[SELECTED EXCERPT]:
In contrast, a generous person, a generous congregation, has an open hand, because they want to share the Gospel with all they have and all they are, and are willing to do whatever it takes to make that happen. In the words of Rev. Tom Berlin, “When the church is focused on sharing the gospel message so that others will receive salvation, the giving that once felt like a hardship becomes a joy.”
Who are the folks that come to your mind when you think of a generous person? One of the folks that comes to my mind is a wonderful woman at my first church. She and her husband had been displaced by Hurricane Katrina, losing almost everything. Yet, she was still generous to everyone she met. She was usually one fo the first people to volunteer to bring something or serve. She was someone who would pull you aside just to give you a kind word. Her entire demeanor exuded what it meant to be generous to others. Why? Because her Lord and Savior had been so generous to her. For her serving others was a mandate of the Gospel that she wanted to do, because the love of Jesus Christ was central to her life.

[EXTRACTED INFORMATION]:
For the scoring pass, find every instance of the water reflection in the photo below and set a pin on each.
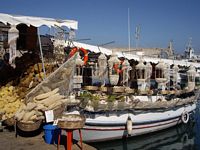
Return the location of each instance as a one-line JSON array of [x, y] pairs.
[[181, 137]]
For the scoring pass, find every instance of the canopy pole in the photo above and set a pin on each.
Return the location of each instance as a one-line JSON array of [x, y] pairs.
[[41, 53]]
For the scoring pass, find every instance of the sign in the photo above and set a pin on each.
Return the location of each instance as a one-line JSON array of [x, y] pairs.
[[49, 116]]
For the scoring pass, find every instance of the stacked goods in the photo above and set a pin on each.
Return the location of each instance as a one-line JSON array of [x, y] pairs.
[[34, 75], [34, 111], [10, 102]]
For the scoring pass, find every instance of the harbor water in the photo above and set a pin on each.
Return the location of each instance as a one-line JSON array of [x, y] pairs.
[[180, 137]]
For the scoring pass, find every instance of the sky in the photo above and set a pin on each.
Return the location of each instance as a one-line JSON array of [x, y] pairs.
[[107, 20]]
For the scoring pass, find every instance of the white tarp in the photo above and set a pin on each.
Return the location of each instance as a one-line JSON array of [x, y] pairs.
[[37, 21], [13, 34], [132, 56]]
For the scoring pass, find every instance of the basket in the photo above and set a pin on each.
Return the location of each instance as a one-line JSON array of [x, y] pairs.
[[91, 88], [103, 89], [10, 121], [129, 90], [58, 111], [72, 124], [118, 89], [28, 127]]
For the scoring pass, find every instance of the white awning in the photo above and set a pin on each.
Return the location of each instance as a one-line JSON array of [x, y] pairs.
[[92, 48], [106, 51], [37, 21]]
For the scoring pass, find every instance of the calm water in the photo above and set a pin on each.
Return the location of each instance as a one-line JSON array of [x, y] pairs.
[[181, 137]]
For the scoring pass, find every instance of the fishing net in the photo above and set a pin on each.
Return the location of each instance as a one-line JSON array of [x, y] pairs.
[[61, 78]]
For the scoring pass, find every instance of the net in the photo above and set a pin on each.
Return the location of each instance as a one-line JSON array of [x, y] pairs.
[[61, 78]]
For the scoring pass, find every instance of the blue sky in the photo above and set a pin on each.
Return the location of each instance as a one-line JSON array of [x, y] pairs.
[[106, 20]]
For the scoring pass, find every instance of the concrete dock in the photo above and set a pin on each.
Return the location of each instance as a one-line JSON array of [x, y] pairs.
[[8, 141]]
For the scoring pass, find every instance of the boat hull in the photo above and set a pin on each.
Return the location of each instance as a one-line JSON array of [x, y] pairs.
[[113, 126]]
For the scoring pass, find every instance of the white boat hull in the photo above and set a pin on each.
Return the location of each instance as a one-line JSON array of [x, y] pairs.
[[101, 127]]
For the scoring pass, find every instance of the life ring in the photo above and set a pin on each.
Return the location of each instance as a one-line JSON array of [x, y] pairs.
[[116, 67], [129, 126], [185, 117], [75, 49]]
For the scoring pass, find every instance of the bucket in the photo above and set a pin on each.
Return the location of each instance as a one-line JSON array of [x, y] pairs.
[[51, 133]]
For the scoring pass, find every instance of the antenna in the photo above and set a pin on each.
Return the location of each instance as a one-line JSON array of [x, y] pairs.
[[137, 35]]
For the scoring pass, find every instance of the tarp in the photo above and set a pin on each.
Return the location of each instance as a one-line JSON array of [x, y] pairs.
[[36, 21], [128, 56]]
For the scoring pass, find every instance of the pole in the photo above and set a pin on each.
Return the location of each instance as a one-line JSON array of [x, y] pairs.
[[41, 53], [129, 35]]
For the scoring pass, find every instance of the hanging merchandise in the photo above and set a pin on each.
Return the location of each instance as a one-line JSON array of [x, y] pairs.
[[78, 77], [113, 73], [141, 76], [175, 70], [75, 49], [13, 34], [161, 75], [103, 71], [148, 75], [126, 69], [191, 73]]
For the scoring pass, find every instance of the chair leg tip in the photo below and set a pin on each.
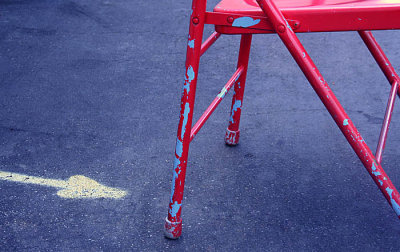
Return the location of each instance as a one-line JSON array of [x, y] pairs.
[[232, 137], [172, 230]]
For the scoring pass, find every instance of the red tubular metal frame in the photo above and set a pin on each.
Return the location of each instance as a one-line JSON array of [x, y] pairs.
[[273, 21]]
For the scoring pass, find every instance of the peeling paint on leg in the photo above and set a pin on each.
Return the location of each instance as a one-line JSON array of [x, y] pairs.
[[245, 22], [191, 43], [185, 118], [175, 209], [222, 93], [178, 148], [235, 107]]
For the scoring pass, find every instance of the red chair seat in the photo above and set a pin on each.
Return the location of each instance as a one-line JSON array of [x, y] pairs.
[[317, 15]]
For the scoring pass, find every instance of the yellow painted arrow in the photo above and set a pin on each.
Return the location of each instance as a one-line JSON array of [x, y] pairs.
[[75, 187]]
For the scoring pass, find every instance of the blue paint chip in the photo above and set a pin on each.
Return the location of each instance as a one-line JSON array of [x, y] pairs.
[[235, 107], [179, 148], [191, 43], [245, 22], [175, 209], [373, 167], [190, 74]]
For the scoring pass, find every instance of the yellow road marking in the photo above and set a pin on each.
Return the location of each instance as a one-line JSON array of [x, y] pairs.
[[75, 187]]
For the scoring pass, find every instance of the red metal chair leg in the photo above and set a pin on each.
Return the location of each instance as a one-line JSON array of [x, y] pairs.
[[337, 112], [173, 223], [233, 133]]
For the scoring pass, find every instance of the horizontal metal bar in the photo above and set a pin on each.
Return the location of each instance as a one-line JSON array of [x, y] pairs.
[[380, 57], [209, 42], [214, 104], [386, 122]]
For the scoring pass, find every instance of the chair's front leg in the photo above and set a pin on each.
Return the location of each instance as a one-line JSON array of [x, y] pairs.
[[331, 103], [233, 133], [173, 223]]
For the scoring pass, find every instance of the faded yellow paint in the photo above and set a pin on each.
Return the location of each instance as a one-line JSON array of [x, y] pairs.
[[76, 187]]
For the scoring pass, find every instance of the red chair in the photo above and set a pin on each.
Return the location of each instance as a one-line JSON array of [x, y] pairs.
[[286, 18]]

[WHAT YOU HAVE TO DO]:
In the passage on generosity, please write down word for word everything from "Who are the" down to "to her life.". The items have nothing to do with this.

[SOLUTION]:
Who are the folks that come to your mind when you think of a generous person? One of the folks that comes to my mind is a wonderful woman at my first church. She and her husband had been displaced by Hurricane Katrina, losing almost everything. Yet, she was still generous to everyone she met. She was usually one fo the first people to volunteer to bring something or serve. She was someone who would pull you aside just to give you a kind word. Her entire demeanor exuded what it meant to be generous to others. Why? Because her Lord and Savior had been so generous to her. For her serving others was a mandate of the Gospel that she wanted to do, because the love of Jesus Christ was central to her life.